* **Problem to work on**: In the text about OMGPT, what does the Bayesian perspective relate the model's performance to?

* **Extracted text**:
————
This work addresses sequential decision-making problems in operations research—including dynamic pricing, inventory management, resource allocation, and queue control—by introducing OMGPT, the first end-to-end generative pre-trained Transformer tailored for operations decisions. Unlike conventional approaches relying on analytical models or task-specific heuristics, OMGPT frames the mapping from historical system states to optimal actions as a unified sequence-to-sequence prediction task, enabling model-free, purely data-driven generalization. Methodologically, it integrates the Transformer architecture with Bayesian theoretical analysis and large-scale pretraining with transfer learning. Extensive experiments demonstrate that OMGPT significantly outperforms existing baselines across diverse operations tasks, exhibiting strong cross-task generalization and robustness to environmental variations. It establishes a scalable, transferable paradigm for operations decision-making, bridging deep learning and classical OR without requiring domain-specific modeling assumptions.

We build a Generative Pre-trained Transformer (GPT) model from scratch to solve sequential decision making tasks arising in contexts of operations research and management science which we call OMGPT. We first propose a general sequence modeling framework to cover several operational decision making tasks as special cases, such as dynamic pricing, inventory management, resource allocation, and queueing control. Under the framework, all these tasks can be viewed as a sequential prediction problem where the goal is to predict the optimal future action given all the historical information. Then we train a transformer-based neural network model (OMGPT) as a natural and powerful architecture for sequential modeling. This marks a paradigm shift compared to the existing methods for these OR/OM tasks in that (i) the OMGPT model can take advantage of the huge amount of pre-trained data; (ii) when tackling these problems, OMGPT does not assume any analytical model structure and enables a direct and rich mapping from the history to the future actions. Either of these two aspects, to the best of our knowledge, is not achieved by any existing method. We establish a Bayesian perspective to theoretically understand the working mechanism of the OMGPT on these tasks, which relates its performance with the pre-training task diversity and the divergence between the testing task and pre-training tasks. Numerically, we observe a surprising performance of the proposed model across all the above tasks.
————
* **Excerpted data**:
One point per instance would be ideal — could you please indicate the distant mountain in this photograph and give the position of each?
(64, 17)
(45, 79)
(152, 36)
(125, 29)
————
* **Answer section**: It relates OMGPT's performance to the pre-training task diversity and the divergence between the testing task and the pre-training tasks.